Input data Start Marker

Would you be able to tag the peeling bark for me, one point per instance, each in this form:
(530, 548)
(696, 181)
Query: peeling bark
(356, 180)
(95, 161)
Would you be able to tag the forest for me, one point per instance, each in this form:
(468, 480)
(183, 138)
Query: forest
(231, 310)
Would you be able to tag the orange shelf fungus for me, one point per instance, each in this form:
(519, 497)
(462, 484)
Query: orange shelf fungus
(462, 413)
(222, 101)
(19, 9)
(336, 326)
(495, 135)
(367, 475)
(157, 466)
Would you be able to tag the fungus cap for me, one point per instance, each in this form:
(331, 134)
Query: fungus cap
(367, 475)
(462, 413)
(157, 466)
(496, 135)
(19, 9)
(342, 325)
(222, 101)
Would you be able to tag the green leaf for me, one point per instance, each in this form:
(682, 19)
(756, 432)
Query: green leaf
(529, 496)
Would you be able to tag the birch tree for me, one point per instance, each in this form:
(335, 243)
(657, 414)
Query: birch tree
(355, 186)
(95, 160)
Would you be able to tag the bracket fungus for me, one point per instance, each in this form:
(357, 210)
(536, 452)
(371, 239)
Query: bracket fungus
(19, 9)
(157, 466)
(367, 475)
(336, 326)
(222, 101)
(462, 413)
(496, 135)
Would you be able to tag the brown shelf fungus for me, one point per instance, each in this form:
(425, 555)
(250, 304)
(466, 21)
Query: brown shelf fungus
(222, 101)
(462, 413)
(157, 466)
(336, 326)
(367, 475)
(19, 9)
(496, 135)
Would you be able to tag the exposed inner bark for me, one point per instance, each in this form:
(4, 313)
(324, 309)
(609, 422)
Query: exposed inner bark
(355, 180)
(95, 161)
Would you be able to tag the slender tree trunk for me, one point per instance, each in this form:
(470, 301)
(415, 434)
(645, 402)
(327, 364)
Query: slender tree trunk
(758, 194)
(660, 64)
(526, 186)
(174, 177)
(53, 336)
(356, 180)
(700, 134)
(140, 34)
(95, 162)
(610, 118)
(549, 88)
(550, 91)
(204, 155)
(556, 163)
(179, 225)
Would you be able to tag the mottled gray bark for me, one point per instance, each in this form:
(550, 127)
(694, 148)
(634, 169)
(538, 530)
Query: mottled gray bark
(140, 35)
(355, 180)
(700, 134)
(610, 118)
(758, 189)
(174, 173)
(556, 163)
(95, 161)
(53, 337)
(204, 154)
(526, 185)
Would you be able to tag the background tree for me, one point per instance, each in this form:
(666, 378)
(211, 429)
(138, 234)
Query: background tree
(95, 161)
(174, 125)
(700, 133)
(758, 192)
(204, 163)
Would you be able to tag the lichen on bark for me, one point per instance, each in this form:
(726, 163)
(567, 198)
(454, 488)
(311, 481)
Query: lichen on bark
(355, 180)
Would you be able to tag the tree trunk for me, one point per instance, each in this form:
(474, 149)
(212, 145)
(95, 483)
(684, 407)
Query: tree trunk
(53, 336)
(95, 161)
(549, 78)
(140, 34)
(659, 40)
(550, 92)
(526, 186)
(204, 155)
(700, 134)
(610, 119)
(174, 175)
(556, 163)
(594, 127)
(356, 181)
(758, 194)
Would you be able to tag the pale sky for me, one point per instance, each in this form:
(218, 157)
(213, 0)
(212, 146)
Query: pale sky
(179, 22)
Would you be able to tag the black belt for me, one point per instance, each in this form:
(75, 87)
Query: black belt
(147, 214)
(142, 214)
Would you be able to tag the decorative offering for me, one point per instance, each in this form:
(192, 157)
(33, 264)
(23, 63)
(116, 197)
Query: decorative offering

Input data End Marker

(Task description) The answer should consist of the lines from the one with "Would you be able to tag the decorative" through the last line of the entries, duplicated exactly and nothing more.

(Task result)
Would you be able to tag the decorative offering for me, one point per instance, each in this form:
(192, 157)
(33, 264)
(23, 63)
(116, 197)
Query: decorative offering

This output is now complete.